Render the material below as a JSON list of strings, one string per line, leaving out any blank lines.

● **PROVIDED RECORDS**:
▶

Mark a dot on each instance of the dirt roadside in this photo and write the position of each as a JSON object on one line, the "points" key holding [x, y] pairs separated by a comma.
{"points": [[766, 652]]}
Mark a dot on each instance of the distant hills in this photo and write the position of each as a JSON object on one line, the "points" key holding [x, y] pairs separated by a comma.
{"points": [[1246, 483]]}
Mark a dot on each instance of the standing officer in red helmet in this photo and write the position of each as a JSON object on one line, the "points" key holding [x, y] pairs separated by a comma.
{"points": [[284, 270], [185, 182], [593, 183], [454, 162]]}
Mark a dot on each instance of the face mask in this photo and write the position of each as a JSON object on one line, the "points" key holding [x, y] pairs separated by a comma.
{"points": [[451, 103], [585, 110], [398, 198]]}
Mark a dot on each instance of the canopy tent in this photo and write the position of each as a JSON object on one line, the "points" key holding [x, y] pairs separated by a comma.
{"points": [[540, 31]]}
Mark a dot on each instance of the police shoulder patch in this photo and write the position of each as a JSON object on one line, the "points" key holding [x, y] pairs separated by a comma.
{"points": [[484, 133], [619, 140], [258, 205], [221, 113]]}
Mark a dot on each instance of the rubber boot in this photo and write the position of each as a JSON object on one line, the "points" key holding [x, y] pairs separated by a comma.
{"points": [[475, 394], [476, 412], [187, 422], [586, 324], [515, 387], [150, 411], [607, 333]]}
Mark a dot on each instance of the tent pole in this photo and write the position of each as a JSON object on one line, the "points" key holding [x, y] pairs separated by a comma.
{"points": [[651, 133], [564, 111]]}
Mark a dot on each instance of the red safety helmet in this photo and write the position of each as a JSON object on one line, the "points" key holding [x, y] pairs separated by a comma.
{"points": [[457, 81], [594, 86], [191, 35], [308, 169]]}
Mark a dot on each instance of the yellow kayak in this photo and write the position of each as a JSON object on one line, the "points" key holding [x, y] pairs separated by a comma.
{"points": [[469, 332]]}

◀

● **ANSWER TO THIS EXERCISE**:
[
  "Mark a dot on each instance of the dirt roadside in this photo and write the position of each as a JSON object on one line, the \"points\" key holding [x, y] pairs separated by a comma.",
  "{\"points\": [[766, 652]]}",
  "Mark a dot on each instance of the distant hills in this photo and write the position of each as a JSON object on one line, the \"points\" key holding [x, y] pairs separated by a comma.",
  "{\"points\": [[1246, 483]]}",
  "Mark a dot on each instance of the standing officer in red helmet in this photo and write the position of each as a JSON object on one line, the \"points\" key holding [x, y] pairs separated by a comma.",
  "{\"points\": [[284, 270], [185, 182], [593, 183], [454, 162]]}",
  "Mark a dot on each instance of the face mask in this photo and write the position of each as a JSON object on one line, the \"points\" key holding [x, y] pairs separated by a comma.",
  "{\"points\": [[451, 103], [585, 110], [398, 198]]}",
  "Mark a dot on each instance of the canopy tent in this photo and write the position of each as a JSON object on one line, the \"points\" key holding [x, y] pairs separated by a comma.",
  "{\"points\": [[540, 31]]}",
  "Mark a dot on each instance of the police shoulder patch in this photo and write the position of each as a JSON object on one line, the \"points\" key holding [x, y] pairs separated by a comma.",
  "{\"points\": [[484, 133], [619, 140], [258, 205], [221, 113]]}",
  "Mark a dot on each instance of the rubber boot in this photo and write the position of each as a JSON object on one line, the \"points\" key holding [x, y] pairs separated by a comma.",
  "{\"points\": [[475, 394], [476, 412], [187, 422], [586, 324], [515, 387], [150, 411], [607, 333]]}",
  "Mark a dot on each instance of the tent pole in this photo and write the position of each as a JSON object on one line, the \"points\" key holding [x, y] pairs separated by a comma.",
  "{\"points\": [[651, 133], [564, 111]]}",
  "Mark a dot on each instance of the red safety helmet in this photo and write the position of each as a JSON object on one line, the \"points\" key holding [x, y] pairs separated by a comma.",
  "{\"points\": [[457, 81], [594, 86], [191, 35], [308, 169]]}",
  "Mark a dot on each instance of the yellow kayak in this photo and write the position of each as a JSON object on one line, the \"points\" key holding [x, y] pairs separated by a comma.",
  "{\"points\": [[469, 332]]}"
]